### PROVIDED RECORDS
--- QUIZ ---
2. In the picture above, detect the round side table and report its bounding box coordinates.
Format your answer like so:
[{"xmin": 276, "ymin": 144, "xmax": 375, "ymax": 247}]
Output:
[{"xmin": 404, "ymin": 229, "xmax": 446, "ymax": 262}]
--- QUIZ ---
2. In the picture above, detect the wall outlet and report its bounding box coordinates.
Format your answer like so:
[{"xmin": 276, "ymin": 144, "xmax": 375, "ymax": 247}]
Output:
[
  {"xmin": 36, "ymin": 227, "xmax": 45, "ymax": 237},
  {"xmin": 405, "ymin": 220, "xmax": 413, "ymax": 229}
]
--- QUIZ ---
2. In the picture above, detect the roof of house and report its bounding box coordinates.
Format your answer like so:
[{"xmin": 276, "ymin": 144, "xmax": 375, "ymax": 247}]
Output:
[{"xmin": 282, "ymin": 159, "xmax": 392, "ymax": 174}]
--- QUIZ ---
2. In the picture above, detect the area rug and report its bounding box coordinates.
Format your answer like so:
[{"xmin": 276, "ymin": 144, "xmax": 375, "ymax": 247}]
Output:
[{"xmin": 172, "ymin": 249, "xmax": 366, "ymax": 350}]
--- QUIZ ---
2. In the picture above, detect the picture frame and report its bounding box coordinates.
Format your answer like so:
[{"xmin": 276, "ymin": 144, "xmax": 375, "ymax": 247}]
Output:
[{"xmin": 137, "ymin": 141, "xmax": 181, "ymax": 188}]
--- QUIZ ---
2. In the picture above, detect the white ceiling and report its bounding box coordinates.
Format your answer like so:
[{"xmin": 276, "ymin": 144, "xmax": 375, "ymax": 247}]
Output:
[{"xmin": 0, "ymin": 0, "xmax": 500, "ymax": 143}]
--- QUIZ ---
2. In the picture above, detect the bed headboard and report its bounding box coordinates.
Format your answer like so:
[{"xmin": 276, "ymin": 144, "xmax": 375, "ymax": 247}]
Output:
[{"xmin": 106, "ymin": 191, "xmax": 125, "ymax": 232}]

### WHAT YOU NEED TO DO
Rewrite all of the data above, replacing "detect" with "locate" everywhere and leaving everything else unchanged.

### FINAL RESULT
--- QUIZ ---
2. In the picture above, locate the round side table and report its bounding box coordinates.
Format your answer like so:
[{"xmin": 276, "ymin": 144, "xmax": 375, "ymax": 247}]
Output:
[{"xmin": 404, "ymin": 229, "xmax": 446, "ymax": 262}]
--- QUIZ ---
2. In the picture above, locate the wall outlet and report its bounding box coordinates.
Format your answer like so:
[{"xmin": 276, "ymin": 144, "xmax": 375, "ymax": 247}]
Output:
[
  {"xmin": 36, "ymin": 227, "xmax": 45, "ymax": 237},
  {"xmin": 405, "ymin": 220, "xmax": 413, "ymax": 229}
]
--- QUIZ ---
2. In the picture above, locate the roof of house and report its bounding box coordinates.
Format your answer like so:
[{"xmin": 276, "ymin": 144, "xmax": 375, "ymax": 247}]
Output:
[{"xmin": 282, "ymin": 159, "xmax": 392, "ymax": 174}]
--- QUIZ ---
2. In the picture above, locate the area rug and report its bounding box coordinates.
Format your answer like so:
[{"xmin": 276, "ymin": 144, "xmax": 375, "ymax": 247}]
Output:
[{"xmin": 172, "ymin": 249, "xmax": 366, "ymax": 350}]
--- QUIZ ---
2. In the picture above, locate the picture frame and report its bounding box coordinates.
Format your answer like so:
[{"xmin": 276, "ymin": 144, "xmax": 375, "ymax": 247}]
Output:
[{"xmin": 137, "ymin": 141, "xmax": 181, "ymax": 188}]
--- QUIZ ---
2. In the picture above, locate the white ceiling and report its bounding box coordinates.
Format your answer like so:
[{"xmin": 276, "ymin": 144, "xmax": 375, "ymax": 247}]
Output:
[{"xmin": 0, "ymin": 0, "xmax": 500, "ymax": 143}]
--- QUIZ ---
2. In the picture above, locate the bed headboard and report its bounding box coordinates.
Format your answer like so:
[{"xmin": 276, "ymin": 144, "xmax": 375, "ymax": 247}]
Output:
[{"xmin": 106, "ymin": 191, "xmax": 125, "ymax": 232}]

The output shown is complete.